⟨
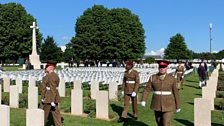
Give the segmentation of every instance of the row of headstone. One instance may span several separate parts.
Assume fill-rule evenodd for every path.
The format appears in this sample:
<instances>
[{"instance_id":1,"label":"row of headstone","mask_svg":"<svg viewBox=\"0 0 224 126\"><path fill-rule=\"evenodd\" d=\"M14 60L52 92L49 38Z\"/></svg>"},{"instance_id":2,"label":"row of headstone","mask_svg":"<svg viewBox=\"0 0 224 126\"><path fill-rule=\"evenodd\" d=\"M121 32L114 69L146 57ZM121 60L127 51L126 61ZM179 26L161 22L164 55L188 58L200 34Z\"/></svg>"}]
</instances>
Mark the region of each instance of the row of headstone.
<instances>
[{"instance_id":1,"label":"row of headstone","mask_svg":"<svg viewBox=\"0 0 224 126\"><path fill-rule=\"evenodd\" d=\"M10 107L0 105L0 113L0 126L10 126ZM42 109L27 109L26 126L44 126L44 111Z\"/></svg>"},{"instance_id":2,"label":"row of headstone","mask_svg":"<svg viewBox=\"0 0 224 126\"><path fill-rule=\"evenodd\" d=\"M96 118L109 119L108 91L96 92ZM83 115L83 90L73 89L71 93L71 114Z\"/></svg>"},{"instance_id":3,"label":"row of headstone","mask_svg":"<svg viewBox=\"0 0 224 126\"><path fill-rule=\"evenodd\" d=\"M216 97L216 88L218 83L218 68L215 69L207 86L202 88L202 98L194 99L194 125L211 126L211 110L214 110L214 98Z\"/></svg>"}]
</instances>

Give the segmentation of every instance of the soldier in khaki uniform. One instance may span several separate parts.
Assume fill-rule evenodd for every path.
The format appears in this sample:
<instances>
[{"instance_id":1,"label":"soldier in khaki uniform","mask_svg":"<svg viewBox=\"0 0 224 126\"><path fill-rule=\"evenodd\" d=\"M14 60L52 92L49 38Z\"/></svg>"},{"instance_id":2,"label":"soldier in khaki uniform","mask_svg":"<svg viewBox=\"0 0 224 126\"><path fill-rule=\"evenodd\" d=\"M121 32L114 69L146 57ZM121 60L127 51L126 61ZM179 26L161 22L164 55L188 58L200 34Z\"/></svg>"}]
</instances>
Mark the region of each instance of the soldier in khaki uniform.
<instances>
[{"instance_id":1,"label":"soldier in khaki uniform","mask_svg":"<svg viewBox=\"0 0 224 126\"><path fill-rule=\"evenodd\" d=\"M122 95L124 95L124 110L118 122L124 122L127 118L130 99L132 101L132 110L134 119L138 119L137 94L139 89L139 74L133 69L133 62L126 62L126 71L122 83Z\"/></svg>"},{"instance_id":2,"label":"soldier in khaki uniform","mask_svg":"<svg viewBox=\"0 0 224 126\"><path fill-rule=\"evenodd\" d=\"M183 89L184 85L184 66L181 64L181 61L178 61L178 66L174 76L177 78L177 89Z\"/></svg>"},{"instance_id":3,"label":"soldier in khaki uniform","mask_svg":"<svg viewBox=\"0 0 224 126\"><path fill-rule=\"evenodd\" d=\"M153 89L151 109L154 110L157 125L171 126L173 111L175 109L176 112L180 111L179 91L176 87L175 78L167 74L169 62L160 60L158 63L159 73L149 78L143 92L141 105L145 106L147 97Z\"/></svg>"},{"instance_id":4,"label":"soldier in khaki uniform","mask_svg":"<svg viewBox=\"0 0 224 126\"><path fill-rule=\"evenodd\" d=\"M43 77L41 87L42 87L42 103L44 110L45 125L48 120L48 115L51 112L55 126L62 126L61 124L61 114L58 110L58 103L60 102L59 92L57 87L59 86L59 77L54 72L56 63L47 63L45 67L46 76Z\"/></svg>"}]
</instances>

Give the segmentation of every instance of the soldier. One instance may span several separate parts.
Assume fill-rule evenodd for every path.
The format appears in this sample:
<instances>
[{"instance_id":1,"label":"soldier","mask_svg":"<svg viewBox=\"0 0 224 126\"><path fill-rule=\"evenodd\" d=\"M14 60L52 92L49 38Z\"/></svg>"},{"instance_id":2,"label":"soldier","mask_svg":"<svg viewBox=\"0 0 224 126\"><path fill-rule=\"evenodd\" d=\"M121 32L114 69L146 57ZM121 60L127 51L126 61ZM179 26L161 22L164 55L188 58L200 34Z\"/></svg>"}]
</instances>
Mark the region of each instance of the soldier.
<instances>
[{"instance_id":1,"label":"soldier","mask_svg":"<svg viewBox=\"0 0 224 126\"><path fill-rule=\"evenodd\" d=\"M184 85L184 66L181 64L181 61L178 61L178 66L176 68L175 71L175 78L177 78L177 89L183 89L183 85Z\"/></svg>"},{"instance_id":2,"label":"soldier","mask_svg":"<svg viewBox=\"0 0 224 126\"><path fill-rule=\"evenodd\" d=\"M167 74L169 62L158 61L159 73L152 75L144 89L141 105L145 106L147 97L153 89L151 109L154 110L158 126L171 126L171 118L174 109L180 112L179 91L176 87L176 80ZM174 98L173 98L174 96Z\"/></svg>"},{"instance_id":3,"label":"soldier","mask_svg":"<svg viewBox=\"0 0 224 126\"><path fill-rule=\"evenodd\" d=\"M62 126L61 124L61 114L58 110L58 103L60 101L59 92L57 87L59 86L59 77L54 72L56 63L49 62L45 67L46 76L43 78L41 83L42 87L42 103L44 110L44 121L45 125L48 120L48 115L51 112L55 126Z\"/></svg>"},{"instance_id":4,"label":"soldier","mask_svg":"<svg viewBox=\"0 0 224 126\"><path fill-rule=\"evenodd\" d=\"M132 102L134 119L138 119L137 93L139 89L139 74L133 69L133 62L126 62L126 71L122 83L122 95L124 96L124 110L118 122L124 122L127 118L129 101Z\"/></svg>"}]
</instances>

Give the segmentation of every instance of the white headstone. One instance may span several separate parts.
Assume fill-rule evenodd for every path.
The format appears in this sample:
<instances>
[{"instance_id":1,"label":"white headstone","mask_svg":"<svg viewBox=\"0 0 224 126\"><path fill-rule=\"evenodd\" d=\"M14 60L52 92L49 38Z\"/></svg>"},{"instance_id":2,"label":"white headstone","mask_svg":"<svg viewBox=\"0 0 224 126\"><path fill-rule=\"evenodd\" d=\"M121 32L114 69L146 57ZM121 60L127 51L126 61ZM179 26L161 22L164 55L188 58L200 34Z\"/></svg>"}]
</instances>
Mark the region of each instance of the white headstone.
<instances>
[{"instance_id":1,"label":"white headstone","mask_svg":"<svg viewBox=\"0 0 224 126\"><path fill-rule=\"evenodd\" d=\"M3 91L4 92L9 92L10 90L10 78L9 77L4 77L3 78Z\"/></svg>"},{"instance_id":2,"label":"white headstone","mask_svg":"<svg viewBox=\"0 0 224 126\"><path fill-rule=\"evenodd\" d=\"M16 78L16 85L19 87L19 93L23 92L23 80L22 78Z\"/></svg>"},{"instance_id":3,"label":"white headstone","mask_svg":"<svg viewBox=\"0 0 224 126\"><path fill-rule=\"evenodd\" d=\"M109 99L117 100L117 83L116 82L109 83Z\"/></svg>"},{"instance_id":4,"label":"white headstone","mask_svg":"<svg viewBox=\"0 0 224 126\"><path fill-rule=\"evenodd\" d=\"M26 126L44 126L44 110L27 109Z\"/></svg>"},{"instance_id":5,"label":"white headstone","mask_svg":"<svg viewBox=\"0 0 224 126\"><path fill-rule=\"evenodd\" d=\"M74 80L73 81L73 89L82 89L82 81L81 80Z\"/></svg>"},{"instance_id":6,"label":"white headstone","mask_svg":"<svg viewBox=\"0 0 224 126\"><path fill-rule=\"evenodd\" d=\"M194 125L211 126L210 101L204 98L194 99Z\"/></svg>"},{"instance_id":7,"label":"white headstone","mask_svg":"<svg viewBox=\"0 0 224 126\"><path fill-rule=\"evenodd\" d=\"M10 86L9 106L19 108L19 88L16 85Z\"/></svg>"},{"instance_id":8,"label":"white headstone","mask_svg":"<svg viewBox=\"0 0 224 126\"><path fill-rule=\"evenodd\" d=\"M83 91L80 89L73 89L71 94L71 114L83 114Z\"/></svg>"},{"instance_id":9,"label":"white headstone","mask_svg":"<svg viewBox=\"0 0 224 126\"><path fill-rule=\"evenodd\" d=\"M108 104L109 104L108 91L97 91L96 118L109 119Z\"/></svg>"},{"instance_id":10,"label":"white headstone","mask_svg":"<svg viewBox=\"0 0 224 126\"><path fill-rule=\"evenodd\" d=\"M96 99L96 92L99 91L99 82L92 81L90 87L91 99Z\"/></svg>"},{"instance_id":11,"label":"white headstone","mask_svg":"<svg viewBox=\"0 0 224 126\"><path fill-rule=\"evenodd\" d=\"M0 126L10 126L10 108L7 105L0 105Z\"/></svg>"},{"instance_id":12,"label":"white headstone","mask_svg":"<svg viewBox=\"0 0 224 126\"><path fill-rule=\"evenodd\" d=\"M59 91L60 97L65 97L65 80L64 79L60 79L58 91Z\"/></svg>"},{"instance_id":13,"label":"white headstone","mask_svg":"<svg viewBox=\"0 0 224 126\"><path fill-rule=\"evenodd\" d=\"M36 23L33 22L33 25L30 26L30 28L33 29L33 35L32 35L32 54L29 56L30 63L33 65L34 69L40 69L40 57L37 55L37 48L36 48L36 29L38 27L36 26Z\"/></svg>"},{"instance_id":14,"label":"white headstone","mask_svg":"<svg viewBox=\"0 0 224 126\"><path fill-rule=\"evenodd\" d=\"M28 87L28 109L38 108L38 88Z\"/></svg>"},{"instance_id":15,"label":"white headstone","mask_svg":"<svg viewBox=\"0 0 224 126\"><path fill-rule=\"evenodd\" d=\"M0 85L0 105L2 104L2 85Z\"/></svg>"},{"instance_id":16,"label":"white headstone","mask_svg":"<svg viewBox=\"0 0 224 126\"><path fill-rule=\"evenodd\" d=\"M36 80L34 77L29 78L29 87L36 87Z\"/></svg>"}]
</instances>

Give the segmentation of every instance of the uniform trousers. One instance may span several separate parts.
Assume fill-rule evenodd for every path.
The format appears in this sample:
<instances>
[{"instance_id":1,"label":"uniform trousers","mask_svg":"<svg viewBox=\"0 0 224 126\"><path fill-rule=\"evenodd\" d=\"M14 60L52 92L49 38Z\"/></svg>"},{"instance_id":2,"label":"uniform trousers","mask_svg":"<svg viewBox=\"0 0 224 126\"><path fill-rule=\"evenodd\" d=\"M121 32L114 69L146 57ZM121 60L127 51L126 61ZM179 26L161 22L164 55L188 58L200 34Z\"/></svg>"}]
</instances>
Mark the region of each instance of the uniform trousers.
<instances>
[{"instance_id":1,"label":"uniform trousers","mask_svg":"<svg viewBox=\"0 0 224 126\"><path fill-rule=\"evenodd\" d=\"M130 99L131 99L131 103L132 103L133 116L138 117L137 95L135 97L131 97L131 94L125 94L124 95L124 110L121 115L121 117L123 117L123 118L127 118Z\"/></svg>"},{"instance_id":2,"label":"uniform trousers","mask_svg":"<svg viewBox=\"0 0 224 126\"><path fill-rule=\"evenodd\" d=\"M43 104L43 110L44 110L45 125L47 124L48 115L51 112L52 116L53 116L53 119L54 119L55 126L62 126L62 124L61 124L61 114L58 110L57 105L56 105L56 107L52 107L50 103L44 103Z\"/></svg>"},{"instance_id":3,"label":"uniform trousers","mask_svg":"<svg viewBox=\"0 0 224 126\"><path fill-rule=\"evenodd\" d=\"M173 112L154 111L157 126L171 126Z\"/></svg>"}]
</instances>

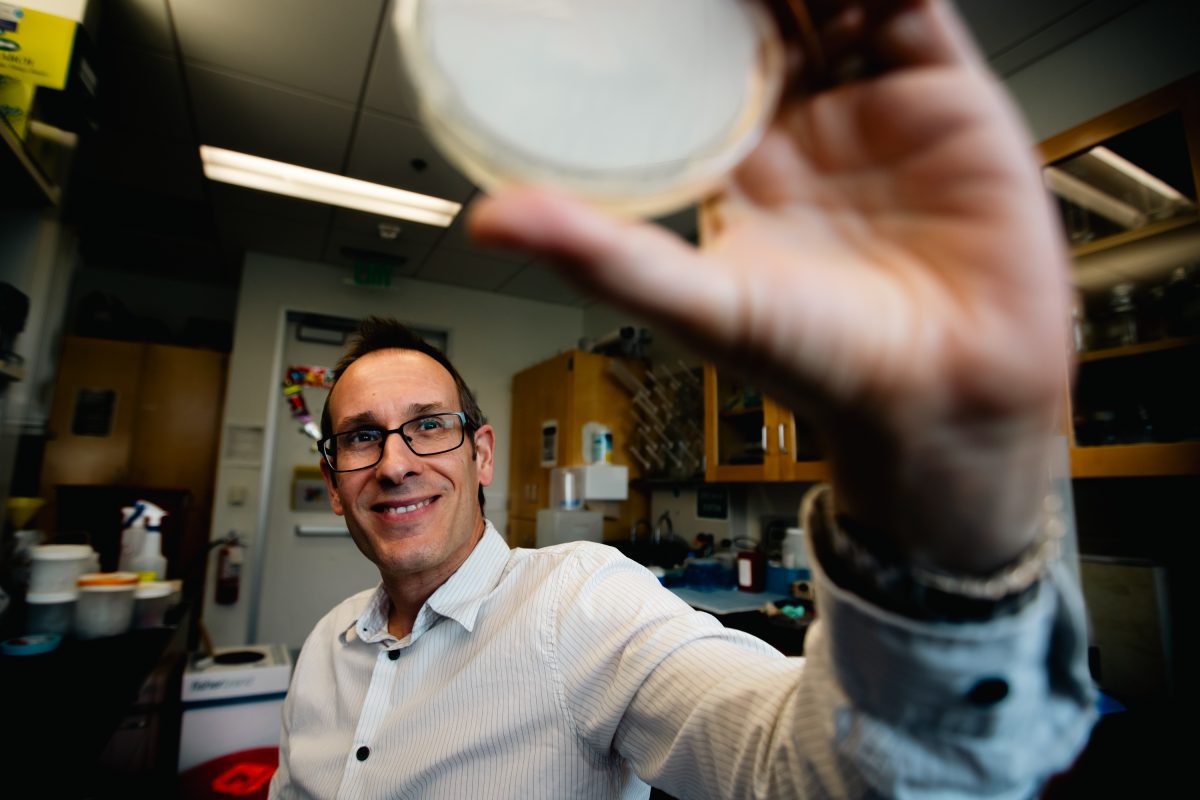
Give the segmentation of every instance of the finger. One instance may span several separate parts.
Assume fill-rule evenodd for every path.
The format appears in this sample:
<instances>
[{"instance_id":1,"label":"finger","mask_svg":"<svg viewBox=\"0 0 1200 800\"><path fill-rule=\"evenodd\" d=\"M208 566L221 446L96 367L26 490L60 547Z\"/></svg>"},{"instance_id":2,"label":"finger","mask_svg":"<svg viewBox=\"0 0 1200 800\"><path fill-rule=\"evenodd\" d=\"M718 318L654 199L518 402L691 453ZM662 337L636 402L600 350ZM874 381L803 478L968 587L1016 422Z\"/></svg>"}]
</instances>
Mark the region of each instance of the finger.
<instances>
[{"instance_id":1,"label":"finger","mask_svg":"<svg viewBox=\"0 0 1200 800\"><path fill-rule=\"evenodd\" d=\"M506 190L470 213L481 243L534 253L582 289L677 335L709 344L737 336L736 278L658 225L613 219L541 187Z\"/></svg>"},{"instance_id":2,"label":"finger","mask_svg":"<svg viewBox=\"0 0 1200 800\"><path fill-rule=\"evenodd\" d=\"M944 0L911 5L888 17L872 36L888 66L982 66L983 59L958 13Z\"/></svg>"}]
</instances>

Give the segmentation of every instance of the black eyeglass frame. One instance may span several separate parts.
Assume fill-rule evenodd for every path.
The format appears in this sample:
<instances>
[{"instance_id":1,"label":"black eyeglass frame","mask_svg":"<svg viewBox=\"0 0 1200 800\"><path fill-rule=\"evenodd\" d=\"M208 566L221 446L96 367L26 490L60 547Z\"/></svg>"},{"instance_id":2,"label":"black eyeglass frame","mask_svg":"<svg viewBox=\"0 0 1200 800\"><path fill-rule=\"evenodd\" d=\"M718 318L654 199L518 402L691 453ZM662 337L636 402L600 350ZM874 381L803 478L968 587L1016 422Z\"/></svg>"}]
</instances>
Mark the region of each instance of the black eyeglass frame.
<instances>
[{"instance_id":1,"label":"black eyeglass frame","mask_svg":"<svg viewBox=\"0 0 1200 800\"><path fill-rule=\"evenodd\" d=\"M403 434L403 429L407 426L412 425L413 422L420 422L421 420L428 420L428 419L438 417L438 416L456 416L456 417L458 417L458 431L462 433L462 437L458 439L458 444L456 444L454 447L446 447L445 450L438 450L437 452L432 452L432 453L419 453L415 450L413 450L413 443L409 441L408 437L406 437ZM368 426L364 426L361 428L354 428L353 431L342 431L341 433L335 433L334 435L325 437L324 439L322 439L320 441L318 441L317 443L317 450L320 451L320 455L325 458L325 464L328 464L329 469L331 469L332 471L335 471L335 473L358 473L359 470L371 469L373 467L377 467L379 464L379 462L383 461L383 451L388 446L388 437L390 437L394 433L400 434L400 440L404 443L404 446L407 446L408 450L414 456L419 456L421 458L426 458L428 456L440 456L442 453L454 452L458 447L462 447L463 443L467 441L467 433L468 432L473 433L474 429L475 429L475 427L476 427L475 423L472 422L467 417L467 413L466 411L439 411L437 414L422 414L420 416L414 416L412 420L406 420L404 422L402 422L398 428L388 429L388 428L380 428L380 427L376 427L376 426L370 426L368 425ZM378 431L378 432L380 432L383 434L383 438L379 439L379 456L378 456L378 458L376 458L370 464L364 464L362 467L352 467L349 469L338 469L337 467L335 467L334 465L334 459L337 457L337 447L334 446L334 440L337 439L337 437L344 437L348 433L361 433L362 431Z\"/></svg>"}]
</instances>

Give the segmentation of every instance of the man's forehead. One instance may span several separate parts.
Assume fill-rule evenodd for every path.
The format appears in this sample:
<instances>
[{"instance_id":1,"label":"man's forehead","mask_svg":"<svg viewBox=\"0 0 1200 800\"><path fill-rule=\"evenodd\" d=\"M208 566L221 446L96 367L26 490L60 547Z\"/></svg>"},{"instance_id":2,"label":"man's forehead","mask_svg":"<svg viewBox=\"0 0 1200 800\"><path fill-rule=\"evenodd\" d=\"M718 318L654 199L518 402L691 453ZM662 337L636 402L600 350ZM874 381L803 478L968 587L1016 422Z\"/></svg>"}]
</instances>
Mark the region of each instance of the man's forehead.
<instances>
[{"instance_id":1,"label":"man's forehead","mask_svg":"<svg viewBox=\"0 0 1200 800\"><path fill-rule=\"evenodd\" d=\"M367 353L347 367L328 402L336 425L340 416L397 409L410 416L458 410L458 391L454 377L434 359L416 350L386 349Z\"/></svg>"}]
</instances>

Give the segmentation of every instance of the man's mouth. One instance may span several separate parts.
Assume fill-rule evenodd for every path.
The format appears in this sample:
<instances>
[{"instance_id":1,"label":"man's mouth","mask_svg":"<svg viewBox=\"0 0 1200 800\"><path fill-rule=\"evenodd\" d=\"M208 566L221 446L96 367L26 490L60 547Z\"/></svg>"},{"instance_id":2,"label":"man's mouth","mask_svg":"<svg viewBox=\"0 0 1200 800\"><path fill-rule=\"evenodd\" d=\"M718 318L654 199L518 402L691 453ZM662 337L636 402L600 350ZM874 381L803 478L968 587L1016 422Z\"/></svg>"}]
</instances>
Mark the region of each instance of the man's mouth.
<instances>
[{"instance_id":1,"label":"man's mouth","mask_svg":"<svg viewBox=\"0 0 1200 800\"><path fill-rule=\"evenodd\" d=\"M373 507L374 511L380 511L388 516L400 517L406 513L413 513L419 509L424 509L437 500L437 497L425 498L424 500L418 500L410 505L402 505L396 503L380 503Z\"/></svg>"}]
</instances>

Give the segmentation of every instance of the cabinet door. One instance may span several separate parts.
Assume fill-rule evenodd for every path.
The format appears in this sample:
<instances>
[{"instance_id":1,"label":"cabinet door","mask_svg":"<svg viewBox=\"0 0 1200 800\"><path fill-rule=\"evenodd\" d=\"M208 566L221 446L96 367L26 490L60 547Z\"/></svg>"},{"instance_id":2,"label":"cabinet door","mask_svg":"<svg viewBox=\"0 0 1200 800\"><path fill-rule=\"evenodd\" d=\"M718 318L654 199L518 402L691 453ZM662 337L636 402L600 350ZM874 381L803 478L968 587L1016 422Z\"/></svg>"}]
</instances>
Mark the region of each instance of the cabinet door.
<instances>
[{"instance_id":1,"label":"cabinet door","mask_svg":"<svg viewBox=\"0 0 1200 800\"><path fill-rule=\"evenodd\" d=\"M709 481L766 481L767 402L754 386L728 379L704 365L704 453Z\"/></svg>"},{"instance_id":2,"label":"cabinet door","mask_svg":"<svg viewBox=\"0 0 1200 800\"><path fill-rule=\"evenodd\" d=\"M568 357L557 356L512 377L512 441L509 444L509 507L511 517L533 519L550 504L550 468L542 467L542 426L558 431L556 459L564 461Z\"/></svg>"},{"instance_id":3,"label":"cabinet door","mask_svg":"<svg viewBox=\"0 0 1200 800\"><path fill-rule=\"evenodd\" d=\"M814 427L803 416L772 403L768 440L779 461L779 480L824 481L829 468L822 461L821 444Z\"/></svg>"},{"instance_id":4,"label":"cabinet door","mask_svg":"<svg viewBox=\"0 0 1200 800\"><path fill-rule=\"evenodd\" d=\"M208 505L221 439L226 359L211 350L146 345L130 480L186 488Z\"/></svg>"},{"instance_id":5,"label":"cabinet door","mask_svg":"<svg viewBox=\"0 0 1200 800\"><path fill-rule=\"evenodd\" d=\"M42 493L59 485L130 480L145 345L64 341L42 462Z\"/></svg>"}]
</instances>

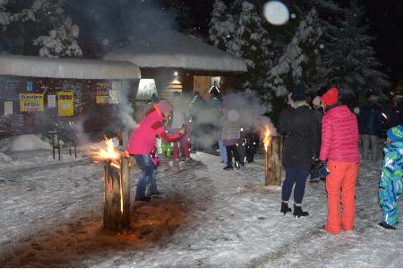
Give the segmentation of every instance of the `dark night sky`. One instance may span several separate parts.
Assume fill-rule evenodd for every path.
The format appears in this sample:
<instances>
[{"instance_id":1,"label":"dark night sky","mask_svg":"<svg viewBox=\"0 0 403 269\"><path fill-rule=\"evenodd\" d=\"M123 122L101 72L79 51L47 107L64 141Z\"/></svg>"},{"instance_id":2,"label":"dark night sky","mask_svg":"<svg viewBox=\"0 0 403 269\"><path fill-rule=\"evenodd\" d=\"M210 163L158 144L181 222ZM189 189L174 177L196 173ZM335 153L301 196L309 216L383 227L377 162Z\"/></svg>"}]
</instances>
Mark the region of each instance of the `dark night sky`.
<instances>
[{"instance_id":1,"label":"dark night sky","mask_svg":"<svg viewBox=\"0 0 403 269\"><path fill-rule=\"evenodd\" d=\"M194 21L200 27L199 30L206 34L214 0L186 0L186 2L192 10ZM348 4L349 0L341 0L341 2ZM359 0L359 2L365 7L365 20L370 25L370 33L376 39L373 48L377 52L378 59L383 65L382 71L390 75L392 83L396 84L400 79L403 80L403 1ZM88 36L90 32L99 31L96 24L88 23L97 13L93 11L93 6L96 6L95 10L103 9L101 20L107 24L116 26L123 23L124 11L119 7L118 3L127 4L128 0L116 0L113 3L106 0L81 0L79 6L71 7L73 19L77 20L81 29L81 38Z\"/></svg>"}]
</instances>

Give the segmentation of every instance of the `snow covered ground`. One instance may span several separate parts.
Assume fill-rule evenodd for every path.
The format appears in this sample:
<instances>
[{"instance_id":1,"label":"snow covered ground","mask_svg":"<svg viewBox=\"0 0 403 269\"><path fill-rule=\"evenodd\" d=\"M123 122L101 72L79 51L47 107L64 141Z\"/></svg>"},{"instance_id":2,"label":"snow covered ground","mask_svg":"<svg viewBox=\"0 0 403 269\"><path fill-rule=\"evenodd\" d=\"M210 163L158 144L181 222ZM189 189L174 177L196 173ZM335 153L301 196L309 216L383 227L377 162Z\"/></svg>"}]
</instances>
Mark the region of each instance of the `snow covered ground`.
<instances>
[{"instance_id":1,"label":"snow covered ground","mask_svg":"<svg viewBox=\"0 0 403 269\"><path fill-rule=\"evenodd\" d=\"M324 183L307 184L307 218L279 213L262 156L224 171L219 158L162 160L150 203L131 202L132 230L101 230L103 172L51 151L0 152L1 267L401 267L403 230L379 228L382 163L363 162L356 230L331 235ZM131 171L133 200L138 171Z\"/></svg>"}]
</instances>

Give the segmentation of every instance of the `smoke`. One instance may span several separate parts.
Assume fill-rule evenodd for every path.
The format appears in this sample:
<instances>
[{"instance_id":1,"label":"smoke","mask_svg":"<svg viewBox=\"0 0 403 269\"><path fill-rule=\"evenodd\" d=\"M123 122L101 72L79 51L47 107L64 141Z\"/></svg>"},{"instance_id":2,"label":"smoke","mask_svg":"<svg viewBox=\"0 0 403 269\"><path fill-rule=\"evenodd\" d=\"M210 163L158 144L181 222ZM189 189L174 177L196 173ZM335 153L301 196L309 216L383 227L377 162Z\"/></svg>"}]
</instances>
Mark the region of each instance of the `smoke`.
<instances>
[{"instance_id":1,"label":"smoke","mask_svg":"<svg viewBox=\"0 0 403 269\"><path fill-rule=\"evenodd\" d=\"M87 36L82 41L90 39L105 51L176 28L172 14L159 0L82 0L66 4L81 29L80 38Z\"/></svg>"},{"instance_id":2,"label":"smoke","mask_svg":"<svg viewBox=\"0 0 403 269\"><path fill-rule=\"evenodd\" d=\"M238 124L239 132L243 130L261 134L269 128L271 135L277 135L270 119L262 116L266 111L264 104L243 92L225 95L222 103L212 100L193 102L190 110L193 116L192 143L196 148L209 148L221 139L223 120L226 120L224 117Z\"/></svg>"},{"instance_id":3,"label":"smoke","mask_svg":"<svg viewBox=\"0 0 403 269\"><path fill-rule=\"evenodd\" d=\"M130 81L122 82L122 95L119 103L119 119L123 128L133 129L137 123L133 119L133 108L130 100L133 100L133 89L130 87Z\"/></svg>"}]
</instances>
⟩
STATED GOAL: Extract, in full, every line of the rows above that contains the word "dark".

RESPONSE TO THIS EXERCISE:
Give the segmentation of every instance of the `dark night sky`. One instance may span several separate parts.
[{"instance_id":1,"label":"dark night sky","mask_svg":"<svg viewBox=\"0 0 403 269\"><path fill-rule=\"evenodd\" d=\"M123 122L101 72L79 51L47 107L64 141Z\"/></svg>"},{"instance_id":2,"label":"dark night sky","mask_svg":"<svg viewBox=\"0 0 403 269\"><path fill-rule=\"evenodd\" d=\"M210 163L158 144L181 222ZM189 189L174 177L196 173ZM335 153L301 196L309 216L383 227L377 162Z\"/></svg>"}]
Mark the region of each instance of the `dark night sky`.
[{"instance_id":1,"label":"dark night sky","mask_svg":"<svg viewBox=\"0 0 403 269\"><path fill-rule=\"evenodd\" d=\"M194 21L200 27L199 30L206 34L214 0L186 0L186 2L192 10ZM348 4L349 0L341 0L341 2ZM359 0L359 2L365 7L365 20L370 25L370 33L376 39L373 48L377 52L378 59L383 65L382 71L390 75L392 83L396 84L400 79L403 80L403 1ZM88 36L90 32L99 31L96 24L88 23L97 13L93 11L93 6L96 6L95 10L103 9L101 20L107 24L116 26L123 23L124 11L119 7L118 3L127 4L128 0L116 0L113 3L106 0L81 0L79 6L71 7L73 19L77 20L81 29L81 38Z\"/></svg>"}]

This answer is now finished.